─── Исходный текст ───

После проверки был направлен на работу в губчека. В 1922 году окончил губернскую партшколу и следующие четыре года находился на партийной работе в Гомеле, Клинцах (в Клинцах, видимо, познакомился с Раисой Певцовой, в 1923 году ставшей его женой), Суроже, Херсоне, Одессе: секретарь партячейки уездной милиции, секретарь партбюро бумажной фабрики, инструктор окружкома и горкома ВКП(б).
Одесса, 03.05.1928 г. Юра с отцом
В 1926 или 1927 году был назначен директором Одесской чаеразвесочной фабрики. Поэтому родиной отца стала Одесса. Одесситом мой отец был недолго, так как в 1929 году Марка Владимировича перевели в Москву, он работал в аппарате Московского обкома ВКП(б) инструктором, а затем зам. заведующего отделом промышленности.
В 1931 – 1935 годах М.В. Коссой учился в Промышленной академии и после ее окончания был назначен директором оборонного завода № 17 в подмосковном Подольске.
В ночь на 2 декабря 1937 г. был арестован и 14 апреля 1938 г. расстрелян. В 1957 – 1958 годах был реабилитирован и посмертно восстановлен в партии.
Мой отец приложил много времени, сил и упорства, чтобы установить факты, связанные с арестом и расстрелом отца, восстановить его доброе имя. С началом компании по реабилитации после 20-го съезда КПСС он начал стучаться во все двери и в сентябре 1957 года получил справку об отмене дела, но последние факты и документы удалось добыть уже только на рубеже 80-х – 90-х годов. Им были направлены десятки писем в партийные органы, комитет госбезопасности, архивы, часто получал отказы, но продолжал требовать правды. В 1989 году в атмосфере перестройки сопротивление органов было сломлено, и его пригласили в Управление Комитета государственной безопасности по Горьковской области, чтобы ознакомить с личным делом Коссого М.В.: постановление об аресте, доносы, «свидетельские» показания – польский и японский шпион, вредитель, член троцкистского подполья и т.д., протоколы допросов, обвинительное заключение, приговор. Ни копий документов, ни выписок сделать не дали, но отец по памяти, выйдя из здания Комитета, тут же на коленке исписал убористым почерком 6 листов текста.

─── Строки данных ───

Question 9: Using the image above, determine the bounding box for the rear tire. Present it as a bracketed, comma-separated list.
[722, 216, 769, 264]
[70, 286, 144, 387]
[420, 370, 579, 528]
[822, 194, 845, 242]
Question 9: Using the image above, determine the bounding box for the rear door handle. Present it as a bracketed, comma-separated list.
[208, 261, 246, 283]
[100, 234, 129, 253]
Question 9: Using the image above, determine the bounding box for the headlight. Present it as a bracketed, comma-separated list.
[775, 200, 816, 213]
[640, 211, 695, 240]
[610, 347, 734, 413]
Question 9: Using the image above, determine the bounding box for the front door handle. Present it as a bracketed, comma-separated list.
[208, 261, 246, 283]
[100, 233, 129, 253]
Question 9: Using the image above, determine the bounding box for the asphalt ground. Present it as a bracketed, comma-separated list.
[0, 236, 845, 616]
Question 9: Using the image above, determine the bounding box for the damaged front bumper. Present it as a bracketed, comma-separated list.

───

■ Задания ■
1. Перепиши отрывок из текста о М.В. Коссом от слов «После проверки был» до слов «заведующего отделом промышленности.» включительно, поменяв «бумажной фабрики» на «картонной фабрики».
2. Когда, согласно тексту о М.В. Коссом, его арестовали?
3. Продолжи текст о М.В. Коссом с того места, где он обрывается.

■ Ответы ■
1.
После проверки был направлен на работу в губчека. В 1922 году окончил губернскую партшколу и следующие четыре года находился на партийной работе в Гомеле, Клинцах (в Клинцах, видимо, познакомился с Раисой Певцовой, в 1923 году ставшей его женой), Суроже, Херсоне, Одессе: секретарь партячейки уездной милиции, секретарь партбюро картонной фабрики, инструктор окружкома и горкома ВКП(б).
Одесса, 03.05.1928 г. Юра с отцом
В 1926 или 1927 году был назначен директором Одесской чаеразвесочной фабрики. Поэтому родиной отца стала Одесса. Одесситом мой отец был недолго, так как в 1929 году Марка Владимировича перевели в Москву, он работал в аппарате Московского обкома ВКП(б) инструктором, а затем зам. заведующего отделом промышленности.

2. В ночь на 2 декабря 1937 года.

3.
В ночь ареста деда моему отцу было 11 лет 3 месяца и 10 дней – еще совсем ребенок. Но, по словам папы: «именно отец сумел и успел заложить мне и в разум, и в память, и в то, что называется душой, свою веру, убежденность и преданность, что наши предшественники и большинство из нас вкладывали в понятие «настоящий коммунист».
Мать моего отца, моя бабушка, Раиса Абрамовна, урожденная Рывкина-Певцова, родилась 15 июня 1899 года в местечке Клинцы, Черниговской губернии (с 1944 г. город в Брянской обл.). Окончив гимназию, до 1923 года служила в Клинцовском военкомате. Вышла замуж за деда в 1923. После ареста мужа с 1938 года работала регистратором в промысловой артели. Зимой 1941-го эвакуировалась в г. Петропавловск (Казахстан), где работала в столовых, затем инспектором по организации труда военнопленных.
В Петропавловске заболела брюшным тифом и седьмого января 1945 года умерла. Отец мой, учившийся в то время в Новосибирске, узнал о смерти своей матери только через трое суток после ее похорон. Сразу бросился на вокзал и несколько дней добирался из Новосибирска в Петропавловск (в военное время это было нелегко), чтобы прийти на могилу матери. Так в 18 лет он остался без родителей
***
ДЕТСТВО
Итак, в 1929 году, в три года мой будущий папа стал москвичом. С самых ранних лет у мальчика проявился интерес к политике и поэзии. В своей очень интересной книжке «Маленькие встречи с большими людьми», изданной в 2006 году, отец делится воспоминаниями о том, как на свой четвертый день рождения потребовал
чтобы в числе его гостей непременно был Климент Ефремович Ворошилов. Никакие объяснения не принимались во внимание и, наконец, мама сдалась. Она подняла трубку телефона, несколько раз повернула диск и начала вести разговор, в котором звучала фамилия Ворошилов и слова «Юрочка очень просит приехать».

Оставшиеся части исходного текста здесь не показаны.